▶ **Passage for review**
BEGIN

As beauty standards continue to reach all-time highs, hip dips have now been added to the list of the supposed “bodily flaws” that you need to work on. Perhaps you might not have heard of this term or thought it was something that needed fixing. However, with the current trend going around about having to get rid of hip dips, you may start to think that having these means that something is wrong with your body.

That’s not true. Hip dips are a normal occurrence and are something that you can or should easily get rid of. Furthermore, they’re largely determined by your build and genetics — major factors that you cannot change, to say the least.

This article will let you know what are hip dips, including their causes, and whether or not you can remove them.


Hip dips, also referred to as violin hips or hip divots, are natural depressions or indents that occur on the exterior part of your upper legs, just slightly below your hip bone. Some people believe that the reason for such indentations is due to how the hip skin is more tightly connected to the femur’s greater trochanter.

Even so, the appearance of hip dips is a normal part of body structure and may even vary in appearance. For instance, some people have less noticeable hip dips, while others have evident hip dips and appear as big indentations.

Whether they’re noticeable or not mainly depends on the bone structure of your femur and pelvis. You can enhance the appearance of your hip dips based on how your body distributes fat or muscle mass.


Generally, hip dips result from your skeletal anatomy, which is largely determined by your genetics. Particularly, having hip dips depend on:

  • Fat distribution
  • Width of your hips
  • Size of your greater trochanter
  • Length of your femoral neck
  • Muscle mass
  • Distances between your ilium, hip socket, and greater trochanter

The factors listed above determine the shape of your buttocks and hips, as well as your hip dips. In most cases, they are noticeable in those with greater vertical distance between the hip socket and ilium and those who have broad hip bones. The greater trochanter’s positioning, size, and angle can also influence their visibility.

END

▶ **Information given**

BEGIN

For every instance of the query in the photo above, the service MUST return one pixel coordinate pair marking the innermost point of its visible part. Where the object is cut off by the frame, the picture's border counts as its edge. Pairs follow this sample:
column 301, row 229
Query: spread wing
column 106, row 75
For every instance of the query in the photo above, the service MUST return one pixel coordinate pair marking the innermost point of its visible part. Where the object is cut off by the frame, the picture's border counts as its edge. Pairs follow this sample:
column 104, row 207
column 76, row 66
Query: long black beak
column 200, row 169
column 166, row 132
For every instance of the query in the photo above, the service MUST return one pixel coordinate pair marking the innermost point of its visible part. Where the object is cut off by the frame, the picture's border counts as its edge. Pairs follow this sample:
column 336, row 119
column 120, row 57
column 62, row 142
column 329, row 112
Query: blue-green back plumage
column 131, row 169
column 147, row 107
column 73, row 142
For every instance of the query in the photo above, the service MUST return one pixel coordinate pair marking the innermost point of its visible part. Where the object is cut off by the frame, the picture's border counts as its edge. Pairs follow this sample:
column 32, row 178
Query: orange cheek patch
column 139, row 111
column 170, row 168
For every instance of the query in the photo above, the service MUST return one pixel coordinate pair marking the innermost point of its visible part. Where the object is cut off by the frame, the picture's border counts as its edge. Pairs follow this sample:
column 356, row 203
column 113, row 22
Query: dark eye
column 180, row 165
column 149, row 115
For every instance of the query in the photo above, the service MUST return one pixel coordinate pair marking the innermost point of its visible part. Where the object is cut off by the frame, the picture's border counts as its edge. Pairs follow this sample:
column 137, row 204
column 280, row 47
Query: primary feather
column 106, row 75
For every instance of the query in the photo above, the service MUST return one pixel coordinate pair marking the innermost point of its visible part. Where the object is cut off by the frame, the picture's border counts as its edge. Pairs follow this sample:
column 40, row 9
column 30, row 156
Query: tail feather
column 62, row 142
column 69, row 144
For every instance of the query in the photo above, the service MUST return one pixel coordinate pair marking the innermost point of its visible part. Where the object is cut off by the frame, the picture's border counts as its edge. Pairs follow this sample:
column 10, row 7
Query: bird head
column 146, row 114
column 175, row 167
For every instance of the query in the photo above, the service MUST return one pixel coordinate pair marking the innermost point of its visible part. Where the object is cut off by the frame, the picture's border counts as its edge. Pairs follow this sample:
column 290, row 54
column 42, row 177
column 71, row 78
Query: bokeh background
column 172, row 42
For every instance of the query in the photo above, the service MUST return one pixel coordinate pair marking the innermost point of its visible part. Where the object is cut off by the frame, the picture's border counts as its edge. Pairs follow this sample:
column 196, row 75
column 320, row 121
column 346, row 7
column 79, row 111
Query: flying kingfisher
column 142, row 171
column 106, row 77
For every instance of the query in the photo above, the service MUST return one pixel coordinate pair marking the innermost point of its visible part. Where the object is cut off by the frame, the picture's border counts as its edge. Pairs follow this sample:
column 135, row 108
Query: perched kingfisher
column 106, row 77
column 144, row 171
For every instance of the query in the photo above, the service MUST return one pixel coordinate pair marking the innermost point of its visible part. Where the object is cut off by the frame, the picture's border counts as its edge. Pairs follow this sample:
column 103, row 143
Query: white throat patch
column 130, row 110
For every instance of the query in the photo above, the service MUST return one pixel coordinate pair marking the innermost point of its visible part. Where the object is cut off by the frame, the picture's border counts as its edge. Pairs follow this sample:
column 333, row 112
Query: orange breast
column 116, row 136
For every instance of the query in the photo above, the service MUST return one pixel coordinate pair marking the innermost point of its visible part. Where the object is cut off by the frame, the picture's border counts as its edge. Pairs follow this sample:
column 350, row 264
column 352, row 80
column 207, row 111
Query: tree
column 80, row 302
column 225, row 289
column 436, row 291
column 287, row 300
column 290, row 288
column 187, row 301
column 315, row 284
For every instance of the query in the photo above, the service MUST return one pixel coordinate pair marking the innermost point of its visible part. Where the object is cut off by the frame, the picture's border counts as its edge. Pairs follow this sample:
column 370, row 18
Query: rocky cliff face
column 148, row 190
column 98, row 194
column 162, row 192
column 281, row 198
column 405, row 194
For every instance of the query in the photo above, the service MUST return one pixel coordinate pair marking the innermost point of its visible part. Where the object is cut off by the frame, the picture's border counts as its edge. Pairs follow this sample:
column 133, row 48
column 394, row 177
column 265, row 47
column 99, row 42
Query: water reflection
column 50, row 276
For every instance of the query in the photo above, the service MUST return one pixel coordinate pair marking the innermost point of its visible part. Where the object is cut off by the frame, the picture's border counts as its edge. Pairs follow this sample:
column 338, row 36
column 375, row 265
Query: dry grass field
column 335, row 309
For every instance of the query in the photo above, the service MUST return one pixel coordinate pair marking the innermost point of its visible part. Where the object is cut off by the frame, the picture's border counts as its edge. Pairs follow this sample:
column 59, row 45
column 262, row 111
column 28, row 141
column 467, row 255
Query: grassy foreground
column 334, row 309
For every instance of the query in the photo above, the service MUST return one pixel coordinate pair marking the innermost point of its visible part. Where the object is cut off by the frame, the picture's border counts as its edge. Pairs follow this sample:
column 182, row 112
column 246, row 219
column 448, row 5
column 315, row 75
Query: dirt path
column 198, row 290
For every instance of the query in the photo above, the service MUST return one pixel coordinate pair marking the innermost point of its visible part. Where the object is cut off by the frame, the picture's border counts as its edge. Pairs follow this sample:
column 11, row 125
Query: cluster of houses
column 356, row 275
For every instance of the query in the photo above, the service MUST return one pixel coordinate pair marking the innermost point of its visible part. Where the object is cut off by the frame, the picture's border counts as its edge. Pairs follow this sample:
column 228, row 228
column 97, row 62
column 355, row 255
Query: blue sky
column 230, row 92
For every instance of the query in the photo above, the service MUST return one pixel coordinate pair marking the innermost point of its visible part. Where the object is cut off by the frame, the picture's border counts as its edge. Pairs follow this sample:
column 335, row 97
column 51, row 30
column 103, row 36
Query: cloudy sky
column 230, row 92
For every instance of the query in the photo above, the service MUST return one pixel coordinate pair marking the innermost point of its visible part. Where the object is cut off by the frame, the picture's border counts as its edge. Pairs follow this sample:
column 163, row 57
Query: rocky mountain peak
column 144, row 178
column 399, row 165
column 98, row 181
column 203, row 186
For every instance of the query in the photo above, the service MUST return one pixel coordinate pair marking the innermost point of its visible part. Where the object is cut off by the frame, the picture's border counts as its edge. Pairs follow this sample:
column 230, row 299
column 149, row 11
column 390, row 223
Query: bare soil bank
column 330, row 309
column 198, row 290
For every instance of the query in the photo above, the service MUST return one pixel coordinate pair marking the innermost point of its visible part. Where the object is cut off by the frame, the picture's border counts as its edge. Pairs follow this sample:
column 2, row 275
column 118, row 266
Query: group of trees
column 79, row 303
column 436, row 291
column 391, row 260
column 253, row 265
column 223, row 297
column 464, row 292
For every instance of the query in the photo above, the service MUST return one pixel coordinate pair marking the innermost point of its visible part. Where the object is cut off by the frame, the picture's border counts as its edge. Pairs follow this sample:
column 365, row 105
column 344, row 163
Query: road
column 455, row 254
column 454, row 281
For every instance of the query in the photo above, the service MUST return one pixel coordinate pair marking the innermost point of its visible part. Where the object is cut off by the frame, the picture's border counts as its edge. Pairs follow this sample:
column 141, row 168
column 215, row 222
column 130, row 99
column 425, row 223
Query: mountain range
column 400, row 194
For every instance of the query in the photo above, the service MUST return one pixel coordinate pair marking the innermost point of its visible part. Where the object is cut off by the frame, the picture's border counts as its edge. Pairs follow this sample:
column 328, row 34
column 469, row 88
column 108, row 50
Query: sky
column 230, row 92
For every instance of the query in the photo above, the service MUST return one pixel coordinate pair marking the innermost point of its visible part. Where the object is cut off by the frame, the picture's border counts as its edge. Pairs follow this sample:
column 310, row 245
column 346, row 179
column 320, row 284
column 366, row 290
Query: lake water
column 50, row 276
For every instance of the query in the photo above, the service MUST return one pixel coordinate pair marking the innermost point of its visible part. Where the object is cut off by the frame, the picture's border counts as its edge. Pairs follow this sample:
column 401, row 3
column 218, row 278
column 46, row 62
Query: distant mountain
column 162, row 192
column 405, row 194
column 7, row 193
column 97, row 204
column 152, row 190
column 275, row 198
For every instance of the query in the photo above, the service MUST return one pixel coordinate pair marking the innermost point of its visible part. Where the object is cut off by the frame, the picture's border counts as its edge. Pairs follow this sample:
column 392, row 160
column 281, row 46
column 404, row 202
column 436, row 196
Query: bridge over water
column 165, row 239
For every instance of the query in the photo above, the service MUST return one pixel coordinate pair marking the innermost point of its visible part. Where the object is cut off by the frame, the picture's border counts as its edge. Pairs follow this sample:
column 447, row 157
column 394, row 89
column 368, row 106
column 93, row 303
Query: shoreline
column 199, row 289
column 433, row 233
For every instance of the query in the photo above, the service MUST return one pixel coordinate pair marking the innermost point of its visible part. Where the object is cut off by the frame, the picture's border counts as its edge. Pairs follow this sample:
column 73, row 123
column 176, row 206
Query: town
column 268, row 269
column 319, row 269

END

▶ **Instructions**
- a) Answer these questions from the article on hip dips:
(i) What two other names for hip dips does it give?
(ii) What does it say mainly decides whether hip dips are noticeable?
(iii) In most cases, in whom does it say hip dips are noticeable?
- b) Continue the article on hip dips, starting after its last sentence.

▶ **Results of the exercise**
- a)
(i) Violin hips and hip divots.
(ii) The bone structure of your femur and pelvis.
(iii) In those with greater vertical distance between the hip socket and ilium, and in those who have broad hip bones.

- b)
Unlike what people usually believe, hip dips are usually associated with lower body fat storage in such areas since there’s less fat to fill the gap. Furthermore, fat storage in the body is highly hormone-based and genetic, which means that your ability to store fat in this space is beyond your control.


While there are exercises that can help you lessen the appearance of hip dips, you won’t be able to get rid of them completely. Moreover, you can’t control where and how your body stores fat.

Despite many online websites and videos promoting the “secret” to removing hip dips, the truth is that no amount of diet, lifestyle habits, or exercise will change your skeleton’s inherent shape.

Knowing this information will help you understand why you have hip dips and also come to terms with its normalcy. Instead, you should focus on certain things you can do to make your hips stronger and healthier.